Neil Gaiman’s classic Sandman comic book series is one of those properties that has long been considered ‘unfilmable’, mostly because it’s told largely in vignettes, over thousands of years, with a supporting cast of hundreds. Various people have wanted to adapt it over the years, and Gaiman said no to them all – until Netflix came along with their offer. And, thankfully, Gaiman’s instinct to wait for the right partner has resulted in a grown-up, intelligent fantasy series that fills a gap in a market overflowing with snarky, whizz-bang fare.

The series follows the first two volumes of the comic quite faithfully, as Dream, the none-more-goth immortal lord of the dreaming realm (Tom Sturridge) gets captured by a human magus (Charles Dance, in classic bastard mode) and deals with the consequences of his powerful totems being stolen. His quest to regain them takes in a journey to hell, a visit to London with Johanna Constantine (Jenna Coleman) and a horrifying trip to a 24-hour diner with David Thewlis’ John Dee. The second half of the series focuses on Dream’s problems with Rose Walker (Vanesu Samunyai), a young woman with a dangerous connection to the Dreaming. Through it all is the little issue of escaped nightmare The Corinthian (Boyd Holbrook), causing all manner of problems for Dream.

Excerpts from point annotation data:

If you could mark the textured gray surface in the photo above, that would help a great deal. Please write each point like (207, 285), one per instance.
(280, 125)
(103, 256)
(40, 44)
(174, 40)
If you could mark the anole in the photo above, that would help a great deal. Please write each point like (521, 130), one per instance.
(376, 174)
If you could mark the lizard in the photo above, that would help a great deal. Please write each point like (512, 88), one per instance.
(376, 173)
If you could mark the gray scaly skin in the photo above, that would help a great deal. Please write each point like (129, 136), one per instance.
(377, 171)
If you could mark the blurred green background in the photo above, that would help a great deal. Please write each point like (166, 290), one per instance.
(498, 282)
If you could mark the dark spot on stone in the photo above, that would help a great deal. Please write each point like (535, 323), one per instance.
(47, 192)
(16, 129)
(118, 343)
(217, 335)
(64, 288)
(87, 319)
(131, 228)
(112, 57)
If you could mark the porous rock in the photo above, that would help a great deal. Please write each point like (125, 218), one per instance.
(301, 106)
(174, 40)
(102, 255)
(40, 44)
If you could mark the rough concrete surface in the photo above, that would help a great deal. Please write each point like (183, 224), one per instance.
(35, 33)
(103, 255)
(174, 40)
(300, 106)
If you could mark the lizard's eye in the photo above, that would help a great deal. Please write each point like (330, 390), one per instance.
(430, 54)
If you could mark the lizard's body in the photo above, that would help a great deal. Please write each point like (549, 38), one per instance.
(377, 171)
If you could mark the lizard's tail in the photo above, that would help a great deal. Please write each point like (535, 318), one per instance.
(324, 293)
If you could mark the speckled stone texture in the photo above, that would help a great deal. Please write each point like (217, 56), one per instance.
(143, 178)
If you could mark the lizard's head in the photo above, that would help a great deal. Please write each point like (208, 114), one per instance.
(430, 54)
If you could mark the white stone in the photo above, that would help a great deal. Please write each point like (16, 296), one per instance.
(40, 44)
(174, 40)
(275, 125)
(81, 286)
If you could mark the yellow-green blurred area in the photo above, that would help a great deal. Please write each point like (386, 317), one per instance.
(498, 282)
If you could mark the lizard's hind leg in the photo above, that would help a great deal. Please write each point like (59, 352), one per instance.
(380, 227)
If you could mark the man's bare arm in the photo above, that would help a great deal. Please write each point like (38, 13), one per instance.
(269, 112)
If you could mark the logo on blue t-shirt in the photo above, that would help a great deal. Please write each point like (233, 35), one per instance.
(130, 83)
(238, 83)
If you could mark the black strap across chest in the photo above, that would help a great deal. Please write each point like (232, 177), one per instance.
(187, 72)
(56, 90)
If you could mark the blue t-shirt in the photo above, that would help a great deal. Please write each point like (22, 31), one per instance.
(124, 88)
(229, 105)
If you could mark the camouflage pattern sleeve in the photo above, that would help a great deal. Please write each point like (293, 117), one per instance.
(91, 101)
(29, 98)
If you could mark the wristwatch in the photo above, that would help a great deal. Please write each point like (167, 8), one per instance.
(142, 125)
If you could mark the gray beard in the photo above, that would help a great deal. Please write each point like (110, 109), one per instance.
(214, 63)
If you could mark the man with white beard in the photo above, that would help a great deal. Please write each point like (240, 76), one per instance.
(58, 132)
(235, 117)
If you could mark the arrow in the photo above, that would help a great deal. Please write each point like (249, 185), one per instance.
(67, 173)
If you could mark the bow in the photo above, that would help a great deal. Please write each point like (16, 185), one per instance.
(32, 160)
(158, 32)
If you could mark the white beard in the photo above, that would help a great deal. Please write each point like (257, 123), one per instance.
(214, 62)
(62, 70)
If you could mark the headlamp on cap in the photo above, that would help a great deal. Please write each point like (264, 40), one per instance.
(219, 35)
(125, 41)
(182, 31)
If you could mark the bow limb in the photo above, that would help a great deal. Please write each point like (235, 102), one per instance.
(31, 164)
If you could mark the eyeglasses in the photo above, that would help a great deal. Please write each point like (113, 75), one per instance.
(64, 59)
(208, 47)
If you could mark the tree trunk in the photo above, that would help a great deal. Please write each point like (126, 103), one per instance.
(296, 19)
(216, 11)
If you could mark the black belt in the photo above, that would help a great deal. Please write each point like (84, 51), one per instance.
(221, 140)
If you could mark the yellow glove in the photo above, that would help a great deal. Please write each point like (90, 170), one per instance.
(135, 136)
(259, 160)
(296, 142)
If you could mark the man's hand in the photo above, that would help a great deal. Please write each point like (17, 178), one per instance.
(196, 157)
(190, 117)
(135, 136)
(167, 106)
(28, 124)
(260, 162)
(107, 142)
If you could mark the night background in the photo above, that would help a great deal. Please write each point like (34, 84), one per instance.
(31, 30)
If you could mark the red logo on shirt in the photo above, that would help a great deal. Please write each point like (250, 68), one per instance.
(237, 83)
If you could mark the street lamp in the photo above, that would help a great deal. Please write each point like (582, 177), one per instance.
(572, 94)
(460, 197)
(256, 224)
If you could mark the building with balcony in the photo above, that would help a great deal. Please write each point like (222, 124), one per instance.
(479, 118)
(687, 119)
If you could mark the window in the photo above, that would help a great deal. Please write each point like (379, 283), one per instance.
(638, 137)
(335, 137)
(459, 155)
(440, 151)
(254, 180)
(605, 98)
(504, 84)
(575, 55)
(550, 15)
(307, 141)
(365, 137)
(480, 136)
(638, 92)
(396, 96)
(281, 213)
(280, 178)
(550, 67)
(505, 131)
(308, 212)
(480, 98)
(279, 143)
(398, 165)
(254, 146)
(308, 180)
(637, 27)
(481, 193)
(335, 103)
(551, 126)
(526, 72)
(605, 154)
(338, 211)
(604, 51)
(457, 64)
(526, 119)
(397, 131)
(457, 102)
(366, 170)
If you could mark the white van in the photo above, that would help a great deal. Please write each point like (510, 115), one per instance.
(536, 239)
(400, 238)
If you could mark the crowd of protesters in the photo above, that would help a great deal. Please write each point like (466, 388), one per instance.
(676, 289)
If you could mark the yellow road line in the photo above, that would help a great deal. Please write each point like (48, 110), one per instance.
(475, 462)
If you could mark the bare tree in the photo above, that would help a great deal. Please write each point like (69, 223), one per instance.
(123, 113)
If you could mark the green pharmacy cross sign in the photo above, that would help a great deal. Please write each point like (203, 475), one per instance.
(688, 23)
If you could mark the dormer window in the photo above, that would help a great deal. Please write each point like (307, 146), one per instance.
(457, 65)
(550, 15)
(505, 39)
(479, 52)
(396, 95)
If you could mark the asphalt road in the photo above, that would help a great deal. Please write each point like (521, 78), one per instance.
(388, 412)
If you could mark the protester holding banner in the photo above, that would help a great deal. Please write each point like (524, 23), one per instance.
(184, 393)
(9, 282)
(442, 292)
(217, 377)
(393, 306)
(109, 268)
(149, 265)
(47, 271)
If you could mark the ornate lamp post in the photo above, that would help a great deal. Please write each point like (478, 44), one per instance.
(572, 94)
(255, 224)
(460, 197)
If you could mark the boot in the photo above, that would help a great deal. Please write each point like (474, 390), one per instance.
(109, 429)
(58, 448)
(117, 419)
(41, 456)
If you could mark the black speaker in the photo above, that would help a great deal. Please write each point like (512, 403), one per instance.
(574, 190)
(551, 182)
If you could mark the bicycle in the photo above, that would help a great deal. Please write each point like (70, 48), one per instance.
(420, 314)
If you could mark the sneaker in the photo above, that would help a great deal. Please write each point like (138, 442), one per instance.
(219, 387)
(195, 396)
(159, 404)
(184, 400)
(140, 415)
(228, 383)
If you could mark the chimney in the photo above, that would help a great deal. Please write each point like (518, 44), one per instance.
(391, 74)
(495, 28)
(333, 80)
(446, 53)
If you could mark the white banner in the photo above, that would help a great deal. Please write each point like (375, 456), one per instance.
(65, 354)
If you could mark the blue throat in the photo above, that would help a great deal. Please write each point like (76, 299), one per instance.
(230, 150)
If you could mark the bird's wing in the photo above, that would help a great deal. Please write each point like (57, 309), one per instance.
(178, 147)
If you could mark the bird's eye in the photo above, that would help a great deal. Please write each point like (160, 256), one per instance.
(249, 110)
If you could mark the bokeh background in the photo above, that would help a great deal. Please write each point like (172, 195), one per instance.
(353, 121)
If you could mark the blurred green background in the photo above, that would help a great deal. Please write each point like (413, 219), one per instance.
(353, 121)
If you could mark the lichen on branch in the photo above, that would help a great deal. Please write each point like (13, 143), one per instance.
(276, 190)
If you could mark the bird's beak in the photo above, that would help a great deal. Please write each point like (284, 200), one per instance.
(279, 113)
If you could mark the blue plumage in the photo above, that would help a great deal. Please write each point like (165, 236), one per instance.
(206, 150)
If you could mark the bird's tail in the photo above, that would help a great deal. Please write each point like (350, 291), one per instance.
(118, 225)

Things to do>
1) Answer these from the Sandman review:
(a) Which company finally got Gaiman's agreement to adapt the comic?
(b) Which actor plays Dream?
(c) Who plays the escaped nightmare The Corinthian?
2) Write the next paragraph of the Sandman review, picking up after its final sentence.
The records bear no relation to the text.

The responses>
1)
(a) Netflix
(b) Tom Sturridge
(c) Boyd Holbrook

2)
The temptation to foreground Dream’s wacky Endless siblings must have been strong, but the show has instead retained the comic’s interest in the regular folk caught in the middle, such as Hob Gadling, who finds himself immortal thanks to a bet between Dream and his big sister Death (Kirby Howell-Baptiste). Dream’s siblings feature only as glorified cameos, with Kirby Howell-Baptiste shining in a tear-jerking episode, and Mason Alexander Park on wickedly grinning form as Desire.

The show is taking its time, confident that it will be able to tell its full story at its own pace, and reveal its characters and their motivations at the right time. The characters that we meet here are all executed admirably by a stellar cast. Jenna Coleman’s gender-swapped Johanna Constantine is, oddly, one of the most comics-accurate portrayals of the character, and Gwendoline Christie’s beatific Lucifer is like a sinister Renaissance painting come to life. Thewlis and Holbrook also turn in very different, but equally powerful, villainous performances.

But season one, really, serves as a character study of Dream. He begins near-silent in episode one, an unearthly pale and sinewy creature, before the show reveals that the proud, often mopey, sometimes wryly funny Dream has more in common with humanity than he would like to think. And, indeed, if comic fans have one niggling problem with the show it will probably be the fact that Sturridge’s Dream looks less like a god and more like someone you’d see smoking outside a pub in Camden. But TV is a different medium to comics, and this version of Dream works on the screen – and makes the moments where he adopts the laws-of-physics-be-damned aspects of his being all the more impressive.